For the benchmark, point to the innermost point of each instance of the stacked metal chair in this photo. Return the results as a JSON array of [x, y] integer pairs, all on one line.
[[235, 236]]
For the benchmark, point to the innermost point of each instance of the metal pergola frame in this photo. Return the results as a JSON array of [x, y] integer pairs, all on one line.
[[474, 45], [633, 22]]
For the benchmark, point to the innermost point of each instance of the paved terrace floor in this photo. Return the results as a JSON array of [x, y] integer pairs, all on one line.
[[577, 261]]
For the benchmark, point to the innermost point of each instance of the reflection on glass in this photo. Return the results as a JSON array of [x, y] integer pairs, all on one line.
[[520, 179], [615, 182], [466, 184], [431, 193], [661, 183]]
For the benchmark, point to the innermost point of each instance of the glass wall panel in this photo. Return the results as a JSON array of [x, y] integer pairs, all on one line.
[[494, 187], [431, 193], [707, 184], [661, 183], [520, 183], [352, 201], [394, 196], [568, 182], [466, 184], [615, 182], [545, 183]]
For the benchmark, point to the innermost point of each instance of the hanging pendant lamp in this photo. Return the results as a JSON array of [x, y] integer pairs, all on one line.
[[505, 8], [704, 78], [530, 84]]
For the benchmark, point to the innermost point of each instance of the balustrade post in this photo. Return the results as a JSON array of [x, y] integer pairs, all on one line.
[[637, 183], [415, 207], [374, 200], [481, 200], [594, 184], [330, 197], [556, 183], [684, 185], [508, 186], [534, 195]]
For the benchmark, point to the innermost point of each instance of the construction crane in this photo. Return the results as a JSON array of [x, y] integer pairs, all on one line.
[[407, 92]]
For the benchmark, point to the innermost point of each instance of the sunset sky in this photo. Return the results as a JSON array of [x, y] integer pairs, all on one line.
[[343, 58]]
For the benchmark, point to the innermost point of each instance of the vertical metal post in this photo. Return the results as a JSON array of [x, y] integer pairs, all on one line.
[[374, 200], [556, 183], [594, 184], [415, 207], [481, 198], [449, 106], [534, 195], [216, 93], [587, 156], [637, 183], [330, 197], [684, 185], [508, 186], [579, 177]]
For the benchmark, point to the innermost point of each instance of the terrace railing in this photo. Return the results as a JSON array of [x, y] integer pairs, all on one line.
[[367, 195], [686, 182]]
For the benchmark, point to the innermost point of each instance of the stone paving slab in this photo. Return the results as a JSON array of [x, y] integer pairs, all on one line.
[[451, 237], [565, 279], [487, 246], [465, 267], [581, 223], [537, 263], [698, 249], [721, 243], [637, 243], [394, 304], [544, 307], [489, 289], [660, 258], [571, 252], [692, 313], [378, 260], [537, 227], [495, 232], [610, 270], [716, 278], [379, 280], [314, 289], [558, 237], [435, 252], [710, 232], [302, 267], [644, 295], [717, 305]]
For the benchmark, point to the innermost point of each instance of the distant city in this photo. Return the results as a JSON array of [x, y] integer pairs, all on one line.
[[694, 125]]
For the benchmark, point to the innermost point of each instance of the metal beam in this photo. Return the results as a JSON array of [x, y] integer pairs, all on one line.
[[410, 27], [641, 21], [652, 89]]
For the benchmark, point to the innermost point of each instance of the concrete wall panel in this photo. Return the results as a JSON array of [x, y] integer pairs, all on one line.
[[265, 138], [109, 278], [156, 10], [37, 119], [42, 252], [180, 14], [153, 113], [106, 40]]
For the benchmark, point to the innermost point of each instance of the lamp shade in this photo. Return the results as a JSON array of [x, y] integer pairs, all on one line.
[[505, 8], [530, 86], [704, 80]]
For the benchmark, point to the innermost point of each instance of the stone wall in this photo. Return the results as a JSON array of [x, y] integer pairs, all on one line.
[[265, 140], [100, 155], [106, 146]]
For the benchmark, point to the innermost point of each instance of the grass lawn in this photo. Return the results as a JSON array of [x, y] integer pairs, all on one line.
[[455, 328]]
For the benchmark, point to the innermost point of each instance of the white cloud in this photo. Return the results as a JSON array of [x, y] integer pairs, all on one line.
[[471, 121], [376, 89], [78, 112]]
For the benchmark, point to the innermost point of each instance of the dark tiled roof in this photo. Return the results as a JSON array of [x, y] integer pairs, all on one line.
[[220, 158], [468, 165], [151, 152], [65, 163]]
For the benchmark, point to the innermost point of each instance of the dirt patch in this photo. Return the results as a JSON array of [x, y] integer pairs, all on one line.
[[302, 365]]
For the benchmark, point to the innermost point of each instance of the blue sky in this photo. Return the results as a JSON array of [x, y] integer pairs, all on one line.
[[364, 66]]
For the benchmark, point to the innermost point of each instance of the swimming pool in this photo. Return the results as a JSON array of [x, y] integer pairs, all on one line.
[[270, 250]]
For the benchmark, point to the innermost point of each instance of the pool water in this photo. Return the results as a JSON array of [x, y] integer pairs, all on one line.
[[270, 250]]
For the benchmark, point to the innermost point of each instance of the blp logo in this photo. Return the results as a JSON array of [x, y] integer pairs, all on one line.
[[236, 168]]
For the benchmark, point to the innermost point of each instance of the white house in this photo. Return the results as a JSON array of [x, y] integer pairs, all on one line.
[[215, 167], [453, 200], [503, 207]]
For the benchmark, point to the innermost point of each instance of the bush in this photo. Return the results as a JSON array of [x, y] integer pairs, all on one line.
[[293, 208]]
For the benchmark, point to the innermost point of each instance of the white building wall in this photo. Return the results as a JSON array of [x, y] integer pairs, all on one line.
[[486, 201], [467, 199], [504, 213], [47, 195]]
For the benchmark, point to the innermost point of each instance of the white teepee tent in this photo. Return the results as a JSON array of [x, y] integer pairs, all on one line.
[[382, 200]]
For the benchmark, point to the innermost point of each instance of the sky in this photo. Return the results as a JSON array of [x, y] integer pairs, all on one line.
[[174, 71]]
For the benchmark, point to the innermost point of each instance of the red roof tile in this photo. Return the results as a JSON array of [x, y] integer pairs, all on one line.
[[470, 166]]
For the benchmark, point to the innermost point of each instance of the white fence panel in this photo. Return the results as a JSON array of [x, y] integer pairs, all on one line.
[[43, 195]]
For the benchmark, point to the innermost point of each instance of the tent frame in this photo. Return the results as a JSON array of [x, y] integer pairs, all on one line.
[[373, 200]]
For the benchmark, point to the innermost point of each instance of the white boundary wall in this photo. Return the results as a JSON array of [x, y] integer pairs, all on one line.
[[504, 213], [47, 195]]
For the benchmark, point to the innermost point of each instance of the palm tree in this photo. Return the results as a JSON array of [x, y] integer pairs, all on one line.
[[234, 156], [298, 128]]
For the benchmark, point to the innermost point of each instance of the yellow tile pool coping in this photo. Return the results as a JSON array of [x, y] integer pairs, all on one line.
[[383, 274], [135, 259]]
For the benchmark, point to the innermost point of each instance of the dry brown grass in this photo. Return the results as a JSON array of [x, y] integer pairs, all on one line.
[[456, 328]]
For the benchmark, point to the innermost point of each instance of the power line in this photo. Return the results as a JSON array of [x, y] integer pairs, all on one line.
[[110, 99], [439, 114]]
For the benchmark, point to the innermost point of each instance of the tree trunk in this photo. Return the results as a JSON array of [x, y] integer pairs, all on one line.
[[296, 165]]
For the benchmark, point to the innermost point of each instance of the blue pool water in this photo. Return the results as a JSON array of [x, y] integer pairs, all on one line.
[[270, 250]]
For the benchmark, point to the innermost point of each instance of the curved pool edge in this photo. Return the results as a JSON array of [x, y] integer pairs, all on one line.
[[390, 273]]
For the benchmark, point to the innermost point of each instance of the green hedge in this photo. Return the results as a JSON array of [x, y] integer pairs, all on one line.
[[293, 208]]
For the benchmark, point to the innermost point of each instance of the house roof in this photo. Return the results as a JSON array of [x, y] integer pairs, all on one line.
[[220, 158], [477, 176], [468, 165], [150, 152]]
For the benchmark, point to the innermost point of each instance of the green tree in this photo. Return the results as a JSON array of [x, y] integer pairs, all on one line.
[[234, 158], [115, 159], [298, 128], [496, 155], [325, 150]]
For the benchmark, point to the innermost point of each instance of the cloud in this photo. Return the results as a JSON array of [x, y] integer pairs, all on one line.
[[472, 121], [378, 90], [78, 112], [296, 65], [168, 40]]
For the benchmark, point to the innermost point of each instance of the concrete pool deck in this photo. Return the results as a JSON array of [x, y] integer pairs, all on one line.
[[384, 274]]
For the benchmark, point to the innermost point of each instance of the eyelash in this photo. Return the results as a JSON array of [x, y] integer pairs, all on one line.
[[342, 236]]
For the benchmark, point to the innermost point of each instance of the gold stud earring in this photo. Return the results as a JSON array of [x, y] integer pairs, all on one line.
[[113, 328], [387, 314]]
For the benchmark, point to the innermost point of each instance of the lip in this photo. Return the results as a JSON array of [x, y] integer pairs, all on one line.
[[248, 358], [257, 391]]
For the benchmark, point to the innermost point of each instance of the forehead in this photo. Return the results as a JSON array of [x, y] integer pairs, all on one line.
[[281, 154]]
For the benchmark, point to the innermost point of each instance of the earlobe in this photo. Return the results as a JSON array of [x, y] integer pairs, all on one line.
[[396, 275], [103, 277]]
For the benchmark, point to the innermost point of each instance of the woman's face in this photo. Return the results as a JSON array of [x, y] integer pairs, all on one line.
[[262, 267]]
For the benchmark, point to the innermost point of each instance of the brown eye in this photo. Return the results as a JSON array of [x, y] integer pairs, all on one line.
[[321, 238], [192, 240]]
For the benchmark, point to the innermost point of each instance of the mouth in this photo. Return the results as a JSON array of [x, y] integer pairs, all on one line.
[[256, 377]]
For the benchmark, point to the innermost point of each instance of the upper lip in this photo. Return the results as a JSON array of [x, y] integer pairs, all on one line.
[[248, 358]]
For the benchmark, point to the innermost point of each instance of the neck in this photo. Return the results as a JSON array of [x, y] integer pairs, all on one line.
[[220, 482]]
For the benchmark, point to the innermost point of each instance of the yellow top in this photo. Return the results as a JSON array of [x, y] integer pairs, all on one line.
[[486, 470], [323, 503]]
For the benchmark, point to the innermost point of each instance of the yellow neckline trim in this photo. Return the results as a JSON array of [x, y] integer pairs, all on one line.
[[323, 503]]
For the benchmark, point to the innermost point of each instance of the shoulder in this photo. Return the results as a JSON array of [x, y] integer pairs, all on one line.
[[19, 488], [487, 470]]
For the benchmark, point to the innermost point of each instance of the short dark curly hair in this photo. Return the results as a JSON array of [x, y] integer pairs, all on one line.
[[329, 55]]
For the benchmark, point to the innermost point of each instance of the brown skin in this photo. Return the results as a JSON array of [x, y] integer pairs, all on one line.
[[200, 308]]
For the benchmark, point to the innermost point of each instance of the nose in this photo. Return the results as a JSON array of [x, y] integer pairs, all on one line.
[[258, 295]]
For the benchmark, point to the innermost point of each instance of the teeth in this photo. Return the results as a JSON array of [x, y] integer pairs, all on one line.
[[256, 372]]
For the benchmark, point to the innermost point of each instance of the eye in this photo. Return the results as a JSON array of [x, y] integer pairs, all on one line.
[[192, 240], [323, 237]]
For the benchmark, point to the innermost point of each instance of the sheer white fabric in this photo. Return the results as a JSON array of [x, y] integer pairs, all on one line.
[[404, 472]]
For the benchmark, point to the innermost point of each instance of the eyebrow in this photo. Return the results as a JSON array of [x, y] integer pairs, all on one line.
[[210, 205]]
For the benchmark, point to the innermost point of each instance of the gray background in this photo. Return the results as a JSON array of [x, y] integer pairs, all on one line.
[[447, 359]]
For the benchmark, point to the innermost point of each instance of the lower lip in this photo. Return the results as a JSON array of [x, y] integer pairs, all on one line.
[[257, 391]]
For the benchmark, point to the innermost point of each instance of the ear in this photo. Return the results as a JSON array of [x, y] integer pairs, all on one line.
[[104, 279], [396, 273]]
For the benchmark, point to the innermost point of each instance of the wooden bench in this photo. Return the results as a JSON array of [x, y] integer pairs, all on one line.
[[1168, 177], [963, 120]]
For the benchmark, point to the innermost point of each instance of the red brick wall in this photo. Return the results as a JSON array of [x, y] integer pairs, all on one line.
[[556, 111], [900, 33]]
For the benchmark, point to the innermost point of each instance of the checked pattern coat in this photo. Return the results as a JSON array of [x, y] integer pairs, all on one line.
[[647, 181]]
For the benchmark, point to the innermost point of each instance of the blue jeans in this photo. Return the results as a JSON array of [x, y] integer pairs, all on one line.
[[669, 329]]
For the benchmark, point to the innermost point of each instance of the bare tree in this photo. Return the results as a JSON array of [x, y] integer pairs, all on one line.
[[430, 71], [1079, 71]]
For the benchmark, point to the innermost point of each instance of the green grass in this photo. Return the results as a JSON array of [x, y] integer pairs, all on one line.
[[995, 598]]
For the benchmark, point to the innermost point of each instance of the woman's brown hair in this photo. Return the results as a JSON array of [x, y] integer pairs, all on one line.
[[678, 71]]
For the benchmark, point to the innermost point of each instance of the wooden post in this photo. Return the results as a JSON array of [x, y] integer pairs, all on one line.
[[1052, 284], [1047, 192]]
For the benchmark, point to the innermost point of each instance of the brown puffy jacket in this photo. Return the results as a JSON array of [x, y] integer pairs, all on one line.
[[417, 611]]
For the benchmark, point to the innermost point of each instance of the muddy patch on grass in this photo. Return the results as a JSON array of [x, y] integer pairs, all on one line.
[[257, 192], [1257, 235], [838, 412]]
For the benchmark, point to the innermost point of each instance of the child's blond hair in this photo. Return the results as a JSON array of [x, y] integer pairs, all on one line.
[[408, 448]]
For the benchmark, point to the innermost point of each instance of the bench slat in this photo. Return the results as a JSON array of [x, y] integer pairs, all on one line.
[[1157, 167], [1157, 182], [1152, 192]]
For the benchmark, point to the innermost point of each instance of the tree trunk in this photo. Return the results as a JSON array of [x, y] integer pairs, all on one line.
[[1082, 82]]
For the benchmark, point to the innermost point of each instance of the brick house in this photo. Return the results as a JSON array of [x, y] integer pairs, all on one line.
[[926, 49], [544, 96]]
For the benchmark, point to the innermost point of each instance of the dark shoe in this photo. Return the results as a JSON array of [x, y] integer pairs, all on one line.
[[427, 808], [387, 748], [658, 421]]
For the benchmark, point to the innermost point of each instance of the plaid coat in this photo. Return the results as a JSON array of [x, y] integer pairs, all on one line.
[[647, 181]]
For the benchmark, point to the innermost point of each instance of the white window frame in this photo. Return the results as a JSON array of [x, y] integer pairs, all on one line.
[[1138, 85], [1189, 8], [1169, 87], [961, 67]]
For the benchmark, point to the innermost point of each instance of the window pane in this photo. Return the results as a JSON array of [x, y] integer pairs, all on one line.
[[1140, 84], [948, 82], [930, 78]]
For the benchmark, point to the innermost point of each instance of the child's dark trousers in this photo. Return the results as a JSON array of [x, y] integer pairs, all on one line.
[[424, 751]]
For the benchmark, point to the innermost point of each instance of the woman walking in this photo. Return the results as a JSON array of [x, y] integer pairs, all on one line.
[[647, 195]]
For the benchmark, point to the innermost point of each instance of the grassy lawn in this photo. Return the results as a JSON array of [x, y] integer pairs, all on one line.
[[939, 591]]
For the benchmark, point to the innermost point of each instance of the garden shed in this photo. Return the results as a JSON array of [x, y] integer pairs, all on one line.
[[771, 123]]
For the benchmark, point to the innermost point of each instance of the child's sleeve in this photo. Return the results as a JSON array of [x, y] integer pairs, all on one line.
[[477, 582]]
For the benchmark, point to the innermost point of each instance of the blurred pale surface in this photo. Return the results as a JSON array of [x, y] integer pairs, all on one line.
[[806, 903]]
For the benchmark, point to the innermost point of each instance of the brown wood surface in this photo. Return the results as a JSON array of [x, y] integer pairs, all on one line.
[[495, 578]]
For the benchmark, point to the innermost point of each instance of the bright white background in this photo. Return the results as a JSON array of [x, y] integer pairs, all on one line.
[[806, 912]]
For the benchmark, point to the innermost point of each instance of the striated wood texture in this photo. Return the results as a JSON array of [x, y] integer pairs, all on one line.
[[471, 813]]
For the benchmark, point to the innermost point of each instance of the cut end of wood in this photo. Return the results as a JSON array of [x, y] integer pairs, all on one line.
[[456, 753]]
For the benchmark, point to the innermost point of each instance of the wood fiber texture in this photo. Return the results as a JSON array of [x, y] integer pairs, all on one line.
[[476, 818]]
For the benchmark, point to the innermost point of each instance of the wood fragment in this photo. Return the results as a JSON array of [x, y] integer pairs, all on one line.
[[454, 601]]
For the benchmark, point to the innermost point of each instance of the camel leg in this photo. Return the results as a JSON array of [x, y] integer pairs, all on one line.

__________________________________________________

_TASK_
Please copy the items word for word, from the start of the items through the line containing "186], [534, 195]]", including that line.

_REPLY TO THE EXERCISE_
For the benchmark, point to the innermost point of each instance of the stacked metal chair in this photo. Return the results as a JSON array of [x, y] integer pairs, all on one line.
[[235, 236]]
For the benchmark, point to the innermost point of each instance of the metal pergola frame in this photo. Return the results as a JSON array of [x, y] integer pairs, all on one line.
[[474, 45], [633, 22]]
For the benchmark, point to the innermost point of each instance of the paved terrace floor in this photo. Return the results as a JSON array of [x, y] integer pairs, all on one line.
[[577, 261]]
For the benchmark, point to the innermost point of each instance of the reflection on glass in this photo. Return the results as a JSON array of [x, y] integer pairs, all on one line.
[[520, 179], [615, 182], [466, 184], [431, 193], [661, 183]]
For the benchmark, point to the innermost point of each instance of the glass wall panel in this photo. Return the results as a JSON array of [x, y] integer pairs, all on one line.
[[494, 187], [431, 193], [707, 184], [661, 183], [520, 183], [352, 201], [394, 196], [568, 182], [466, 184], [615, 182], [545, 183]]
For the benchmark, point to the innermost point of each instance of the hanging pendant lamp in this photo. Return the results as a JSON array of [x, y] integer pairs, all on one line.
[[505, 8], [704, 78], [530, 84]]
For the benchmark, point to the innermost point of each instance of the balustrade post in this photo. Return the results as a JSON array of [x, y] integer pairs, all on one line.
[[637, 183], [415, 207], [374, 200], [481, 200], [594, 184], [330, 197], [556, 183], [684, 185], [508, 186], [534, 195]]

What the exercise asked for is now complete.